== INSTRUCTIONS FOR THE TASK ==
On the PTB-XL dataset page, on what date was version 1.0.1 published?

═════ SUPPLIED TEXT

Database Open Access
PTB-XL, a large publicly available electrocardiography dataset
Patrick Wagner , Nils Strodthoff , Ralf-Dieter Bousseljot , Wojciech Samek , Tobias Schaeffter
Published: April 24, 2020. Version: 1.0.1 <View latest version>
When using this resource, please cite:
(show more options)
Wagner, P., Strodthoff, N., Bousseljot, R., Samek, W., & Schaeffter, T. (2020). PTB-XL, a large publicly available electrocardiography dataset (version 1.0.1). PhysioNet. https://doi.org/10.13026/x4td-x982.
Please include the standard citation for PhysioNet:
(show more options)
Goldberger, A., Amaral, L., Glass, L., Hausdorff, J., Ivanov, P. C., Mark, R., ... & Stanley, H. E. (2000). PhysioBank, PhysioToolkit, and PhysioNet: Components of a new research resource for complex physiologic signals. Circulation [Online]. 101 (23), pp. e215–e220.
Abstract
Electrocardiography (ECG) is a key diagnostic tool to assess the cardiac condition of a patient. Automatic ECG interpretation algorithms as diagnosis support systems promise large reliefs for the medical personnel - only on the basis of the number of ECGs that are routinely taken. However, the development of such algorithms requires large training datasets and clear benchmark procedures. In our opinion, both aspects are not covered satisfactorily by existing freely accessible ECG datasets.

══════════
═════ EXCERPTED RECORDS

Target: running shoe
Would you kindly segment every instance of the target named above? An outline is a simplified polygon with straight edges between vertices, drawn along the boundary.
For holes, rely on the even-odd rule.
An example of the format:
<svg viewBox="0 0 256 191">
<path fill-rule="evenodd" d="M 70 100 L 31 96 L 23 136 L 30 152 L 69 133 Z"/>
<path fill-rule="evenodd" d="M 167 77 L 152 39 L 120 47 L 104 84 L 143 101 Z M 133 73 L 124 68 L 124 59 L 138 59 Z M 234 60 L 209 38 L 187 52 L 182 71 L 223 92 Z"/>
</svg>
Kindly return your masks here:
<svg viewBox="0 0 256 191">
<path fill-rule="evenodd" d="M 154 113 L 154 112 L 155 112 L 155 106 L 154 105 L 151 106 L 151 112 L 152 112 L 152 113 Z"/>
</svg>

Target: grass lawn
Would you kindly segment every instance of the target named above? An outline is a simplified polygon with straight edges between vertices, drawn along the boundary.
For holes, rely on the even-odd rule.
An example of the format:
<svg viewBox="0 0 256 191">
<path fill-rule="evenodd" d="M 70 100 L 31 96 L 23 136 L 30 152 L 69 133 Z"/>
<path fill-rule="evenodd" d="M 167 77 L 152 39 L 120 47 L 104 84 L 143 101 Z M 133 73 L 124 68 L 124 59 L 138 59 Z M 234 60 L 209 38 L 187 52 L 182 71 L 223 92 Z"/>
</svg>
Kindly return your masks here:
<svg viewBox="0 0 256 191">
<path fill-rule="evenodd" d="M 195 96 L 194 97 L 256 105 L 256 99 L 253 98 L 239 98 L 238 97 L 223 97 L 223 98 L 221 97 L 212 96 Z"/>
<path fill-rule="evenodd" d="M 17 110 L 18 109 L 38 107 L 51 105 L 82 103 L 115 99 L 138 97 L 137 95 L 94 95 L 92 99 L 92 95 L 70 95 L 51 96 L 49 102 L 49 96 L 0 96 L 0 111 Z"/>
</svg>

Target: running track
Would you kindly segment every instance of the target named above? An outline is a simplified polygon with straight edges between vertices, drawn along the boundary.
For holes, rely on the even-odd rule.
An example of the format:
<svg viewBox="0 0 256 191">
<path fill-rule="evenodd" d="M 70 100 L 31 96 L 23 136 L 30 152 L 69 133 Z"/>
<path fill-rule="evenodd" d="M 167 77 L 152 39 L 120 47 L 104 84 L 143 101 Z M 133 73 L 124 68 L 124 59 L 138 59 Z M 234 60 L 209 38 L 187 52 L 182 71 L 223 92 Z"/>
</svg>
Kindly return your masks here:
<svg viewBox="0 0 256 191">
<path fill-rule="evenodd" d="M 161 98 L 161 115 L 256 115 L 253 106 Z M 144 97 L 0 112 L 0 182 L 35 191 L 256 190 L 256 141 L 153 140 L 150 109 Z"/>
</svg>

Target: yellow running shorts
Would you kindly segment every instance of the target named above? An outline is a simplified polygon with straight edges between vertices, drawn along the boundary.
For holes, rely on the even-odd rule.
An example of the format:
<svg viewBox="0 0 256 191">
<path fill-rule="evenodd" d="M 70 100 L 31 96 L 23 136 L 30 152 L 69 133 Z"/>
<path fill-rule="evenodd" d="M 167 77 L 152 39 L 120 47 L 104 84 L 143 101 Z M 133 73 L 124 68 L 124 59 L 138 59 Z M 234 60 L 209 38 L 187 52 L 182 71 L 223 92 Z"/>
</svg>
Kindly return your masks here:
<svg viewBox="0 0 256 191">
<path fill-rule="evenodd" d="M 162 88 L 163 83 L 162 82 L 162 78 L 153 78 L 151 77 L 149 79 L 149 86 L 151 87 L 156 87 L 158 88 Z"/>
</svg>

══════════

== RESPONSE ==
April 24, 2020